◆ Task objective ◆
Nothing before the line containing "the chair back" belongs in the answer; quote that line and all lines after it through the end of the material, word for word.

◆ Records supplied ◆
◆ ◆ ◆ ◆

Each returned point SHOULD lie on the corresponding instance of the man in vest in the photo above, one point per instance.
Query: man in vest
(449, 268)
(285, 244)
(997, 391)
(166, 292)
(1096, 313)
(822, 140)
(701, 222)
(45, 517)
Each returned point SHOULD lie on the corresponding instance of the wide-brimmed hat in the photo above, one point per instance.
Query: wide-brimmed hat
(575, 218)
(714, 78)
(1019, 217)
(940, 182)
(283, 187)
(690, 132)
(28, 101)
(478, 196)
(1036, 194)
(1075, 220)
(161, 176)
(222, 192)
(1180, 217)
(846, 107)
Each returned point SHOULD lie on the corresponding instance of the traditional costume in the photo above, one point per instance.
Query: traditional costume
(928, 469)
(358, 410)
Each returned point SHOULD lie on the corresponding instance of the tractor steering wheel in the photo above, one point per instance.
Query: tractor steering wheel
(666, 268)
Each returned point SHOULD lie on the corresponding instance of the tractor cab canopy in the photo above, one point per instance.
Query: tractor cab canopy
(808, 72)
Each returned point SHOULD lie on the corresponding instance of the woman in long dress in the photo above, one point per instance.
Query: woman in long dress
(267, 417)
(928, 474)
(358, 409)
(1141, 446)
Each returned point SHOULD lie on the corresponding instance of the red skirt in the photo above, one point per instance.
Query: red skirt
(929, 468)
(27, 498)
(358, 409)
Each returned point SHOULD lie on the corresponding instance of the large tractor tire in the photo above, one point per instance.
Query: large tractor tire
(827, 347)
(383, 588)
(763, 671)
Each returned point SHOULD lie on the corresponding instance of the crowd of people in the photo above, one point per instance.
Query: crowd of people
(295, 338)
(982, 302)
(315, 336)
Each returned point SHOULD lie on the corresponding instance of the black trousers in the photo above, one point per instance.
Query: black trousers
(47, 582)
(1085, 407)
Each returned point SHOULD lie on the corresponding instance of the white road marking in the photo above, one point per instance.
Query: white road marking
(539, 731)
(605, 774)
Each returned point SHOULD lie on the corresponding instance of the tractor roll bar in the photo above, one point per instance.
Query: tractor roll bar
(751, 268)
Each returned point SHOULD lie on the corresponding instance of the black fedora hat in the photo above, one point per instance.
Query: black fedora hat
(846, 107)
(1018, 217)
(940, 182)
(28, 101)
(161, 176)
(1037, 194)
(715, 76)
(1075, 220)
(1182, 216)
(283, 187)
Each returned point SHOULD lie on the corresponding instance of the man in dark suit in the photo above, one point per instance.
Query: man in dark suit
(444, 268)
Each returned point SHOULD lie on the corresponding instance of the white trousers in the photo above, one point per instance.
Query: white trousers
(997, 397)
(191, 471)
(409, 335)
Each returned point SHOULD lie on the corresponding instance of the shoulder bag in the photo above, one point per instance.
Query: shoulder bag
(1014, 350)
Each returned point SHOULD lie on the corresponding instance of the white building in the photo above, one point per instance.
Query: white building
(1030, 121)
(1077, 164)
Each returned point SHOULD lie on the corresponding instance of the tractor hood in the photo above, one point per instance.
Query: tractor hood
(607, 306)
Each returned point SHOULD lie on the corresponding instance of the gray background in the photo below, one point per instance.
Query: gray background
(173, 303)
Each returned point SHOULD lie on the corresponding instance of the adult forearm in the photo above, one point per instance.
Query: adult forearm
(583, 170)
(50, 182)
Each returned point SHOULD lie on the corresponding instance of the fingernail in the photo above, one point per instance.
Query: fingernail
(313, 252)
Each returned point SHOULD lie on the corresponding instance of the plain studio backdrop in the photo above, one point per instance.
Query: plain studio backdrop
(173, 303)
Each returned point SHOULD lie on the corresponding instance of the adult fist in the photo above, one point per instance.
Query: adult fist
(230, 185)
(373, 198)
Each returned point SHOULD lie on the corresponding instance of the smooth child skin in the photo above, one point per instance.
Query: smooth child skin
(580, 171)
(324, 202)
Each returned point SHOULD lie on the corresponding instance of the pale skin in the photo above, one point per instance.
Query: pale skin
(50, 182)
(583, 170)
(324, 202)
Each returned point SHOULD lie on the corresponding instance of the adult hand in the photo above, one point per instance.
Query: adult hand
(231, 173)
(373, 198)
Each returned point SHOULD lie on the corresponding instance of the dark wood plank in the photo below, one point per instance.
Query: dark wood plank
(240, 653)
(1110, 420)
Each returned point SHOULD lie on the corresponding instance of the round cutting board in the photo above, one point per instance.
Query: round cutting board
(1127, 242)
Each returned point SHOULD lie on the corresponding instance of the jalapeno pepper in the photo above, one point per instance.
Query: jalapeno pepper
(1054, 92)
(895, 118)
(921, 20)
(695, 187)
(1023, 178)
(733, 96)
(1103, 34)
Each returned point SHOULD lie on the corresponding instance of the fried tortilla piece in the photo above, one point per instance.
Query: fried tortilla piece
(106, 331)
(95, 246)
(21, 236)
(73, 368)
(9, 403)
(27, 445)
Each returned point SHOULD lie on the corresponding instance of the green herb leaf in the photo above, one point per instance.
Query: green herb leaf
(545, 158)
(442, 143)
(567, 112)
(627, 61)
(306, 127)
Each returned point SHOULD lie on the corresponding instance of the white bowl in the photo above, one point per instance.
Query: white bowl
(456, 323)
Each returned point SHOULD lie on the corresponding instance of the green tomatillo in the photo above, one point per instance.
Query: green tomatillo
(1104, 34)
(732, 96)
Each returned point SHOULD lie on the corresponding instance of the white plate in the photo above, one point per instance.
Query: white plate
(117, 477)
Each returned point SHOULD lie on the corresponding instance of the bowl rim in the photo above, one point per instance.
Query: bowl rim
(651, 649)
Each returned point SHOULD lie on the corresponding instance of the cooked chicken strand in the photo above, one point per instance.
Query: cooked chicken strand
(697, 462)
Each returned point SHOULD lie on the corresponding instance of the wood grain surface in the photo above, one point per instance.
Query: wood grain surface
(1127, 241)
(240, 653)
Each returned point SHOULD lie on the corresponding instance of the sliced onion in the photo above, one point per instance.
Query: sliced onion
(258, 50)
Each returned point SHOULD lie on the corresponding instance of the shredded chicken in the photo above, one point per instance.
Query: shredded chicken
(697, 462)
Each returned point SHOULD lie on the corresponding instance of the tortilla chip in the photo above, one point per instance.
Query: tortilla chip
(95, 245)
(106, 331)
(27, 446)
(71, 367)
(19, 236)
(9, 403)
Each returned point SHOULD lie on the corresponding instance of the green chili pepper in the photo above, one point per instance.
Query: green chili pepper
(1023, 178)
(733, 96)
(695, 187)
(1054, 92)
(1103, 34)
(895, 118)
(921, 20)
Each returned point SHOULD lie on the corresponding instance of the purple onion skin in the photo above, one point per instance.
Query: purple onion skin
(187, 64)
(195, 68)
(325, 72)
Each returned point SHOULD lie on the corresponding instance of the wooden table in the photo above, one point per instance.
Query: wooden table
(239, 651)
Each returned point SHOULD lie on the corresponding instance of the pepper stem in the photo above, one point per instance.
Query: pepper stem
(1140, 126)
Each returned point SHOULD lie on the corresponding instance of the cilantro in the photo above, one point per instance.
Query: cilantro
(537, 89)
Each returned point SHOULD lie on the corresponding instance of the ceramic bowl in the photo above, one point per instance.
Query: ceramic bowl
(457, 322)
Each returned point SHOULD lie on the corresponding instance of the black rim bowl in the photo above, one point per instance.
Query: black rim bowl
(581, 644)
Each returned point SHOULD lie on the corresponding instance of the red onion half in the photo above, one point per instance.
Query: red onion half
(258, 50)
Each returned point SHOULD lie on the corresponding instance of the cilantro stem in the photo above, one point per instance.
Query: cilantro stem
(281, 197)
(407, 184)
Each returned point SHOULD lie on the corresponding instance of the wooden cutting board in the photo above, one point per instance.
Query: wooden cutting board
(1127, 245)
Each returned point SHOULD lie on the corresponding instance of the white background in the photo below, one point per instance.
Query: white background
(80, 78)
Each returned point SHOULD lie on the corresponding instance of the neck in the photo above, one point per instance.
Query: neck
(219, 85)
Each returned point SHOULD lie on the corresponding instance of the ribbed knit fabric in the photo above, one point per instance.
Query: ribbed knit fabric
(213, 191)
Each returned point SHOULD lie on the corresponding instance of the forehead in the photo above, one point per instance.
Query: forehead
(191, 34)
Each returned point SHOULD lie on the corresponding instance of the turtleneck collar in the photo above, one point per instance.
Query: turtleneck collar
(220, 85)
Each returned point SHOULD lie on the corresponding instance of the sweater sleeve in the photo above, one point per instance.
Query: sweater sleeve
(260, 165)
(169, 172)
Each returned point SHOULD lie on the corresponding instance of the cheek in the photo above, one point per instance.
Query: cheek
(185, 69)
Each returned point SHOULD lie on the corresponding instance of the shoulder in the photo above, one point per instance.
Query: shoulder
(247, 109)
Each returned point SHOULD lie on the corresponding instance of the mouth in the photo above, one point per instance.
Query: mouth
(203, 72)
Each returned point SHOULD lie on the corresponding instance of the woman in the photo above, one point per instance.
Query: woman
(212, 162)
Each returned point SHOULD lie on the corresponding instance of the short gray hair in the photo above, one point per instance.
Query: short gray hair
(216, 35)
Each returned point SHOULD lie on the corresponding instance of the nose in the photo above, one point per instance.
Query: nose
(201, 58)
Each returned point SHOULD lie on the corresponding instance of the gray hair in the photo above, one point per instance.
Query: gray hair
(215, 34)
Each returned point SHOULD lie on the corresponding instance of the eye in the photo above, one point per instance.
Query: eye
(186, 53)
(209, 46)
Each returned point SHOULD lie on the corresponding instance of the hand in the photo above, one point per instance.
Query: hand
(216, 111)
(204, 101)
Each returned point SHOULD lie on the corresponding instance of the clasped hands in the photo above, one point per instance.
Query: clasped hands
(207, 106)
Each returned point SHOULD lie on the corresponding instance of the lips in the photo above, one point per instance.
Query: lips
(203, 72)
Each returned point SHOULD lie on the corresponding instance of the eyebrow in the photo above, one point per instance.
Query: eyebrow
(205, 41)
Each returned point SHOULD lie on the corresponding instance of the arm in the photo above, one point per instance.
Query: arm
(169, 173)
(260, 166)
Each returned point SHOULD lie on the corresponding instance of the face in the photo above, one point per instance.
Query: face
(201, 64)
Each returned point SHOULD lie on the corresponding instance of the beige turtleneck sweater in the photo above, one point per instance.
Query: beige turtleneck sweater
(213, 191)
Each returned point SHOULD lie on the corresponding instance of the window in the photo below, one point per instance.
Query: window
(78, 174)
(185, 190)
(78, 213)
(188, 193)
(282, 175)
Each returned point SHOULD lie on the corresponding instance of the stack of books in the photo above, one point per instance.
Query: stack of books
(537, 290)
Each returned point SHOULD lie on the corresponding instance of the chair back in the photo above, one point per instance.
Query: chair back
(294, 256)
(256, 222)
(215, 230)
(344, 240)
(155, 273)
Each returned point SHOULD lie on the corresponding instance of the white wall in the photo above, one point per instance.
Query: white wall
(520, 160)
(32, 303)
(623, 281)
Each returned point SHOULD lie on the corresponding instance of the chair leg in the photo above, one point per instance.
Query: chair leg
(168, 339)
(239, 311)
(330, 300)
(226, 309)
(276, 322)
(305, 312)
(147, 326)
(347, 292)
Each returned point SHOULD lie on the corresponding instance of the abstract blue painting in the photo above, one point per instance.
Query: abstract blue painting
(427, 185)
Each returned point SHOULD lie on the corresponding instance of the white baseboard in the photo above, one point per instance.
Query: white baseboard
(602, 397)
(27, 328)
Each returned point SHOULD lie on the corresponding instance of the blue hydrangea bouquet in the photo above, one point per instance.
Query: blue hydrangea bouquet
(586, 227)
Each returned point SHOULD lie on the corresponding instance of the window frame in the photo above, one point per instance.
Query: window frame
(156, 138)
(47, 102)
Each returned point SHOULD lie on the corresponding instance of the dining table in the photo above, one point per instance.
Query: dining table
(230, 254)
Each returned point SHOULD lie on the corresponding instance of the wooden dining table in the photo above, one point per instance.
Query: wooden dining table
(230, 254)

◆ ◆ ◆ ◆

◆ Solved exercise ◆
Each returned point SHOULD lie on the corresponding instance of the chair back in the photo above, one point per instance.
Query: chair back
(294, 256)
(256, 222)
(215, 230)
(344, 240)
(155, 273)
Each returned point SHOULD lie on the corresponding instance of the white wall in the photo above, one point per instance.
Query: white wall
(520, 160)
(32, 303)
(623, 281)
Each returned point SHOULD lie on the corresponding instance of the chair leg in the photo above, one point per instance.
Query: chair leg
(168, 339)
(239, 311)
(330, 300)
(226, 309)
(276, 322)
(305, 312)
(147, 326)
(347, 292)
Each returned point SHOULD lie on the corresponding instance of the abstract blue painting in the photo above, one point per instance.
Query: abstract blue painting
(427, 185)
Each returned point SHOULD lie on the corresponding instance of the white baseboard in the photo above, one point per instance.
Query: white baseboard
(602, 397)
(27, 328)
Each returned point SHOULD lie on the corresponding instance of the blue hydrangea bouquet in the photo above, one point per instance.
Query: blue hydrangea bouquet
(586, 227)
Each returned point SHOULD lie on the corresponding instance of the window frame in the photo above, one point per instance.
Query: window frame
(156, 138)
(47, 102)
Each returned point SHOULD lie on the corresponding instance of the dining table in the photo above, one point per instance.
Query: dining table
(230, 254)
Each returned point SHOULD lie on the corresponding instance of the wooden dining table in the photo above, one point per instance.
Query: wooden dining table
(230, 254)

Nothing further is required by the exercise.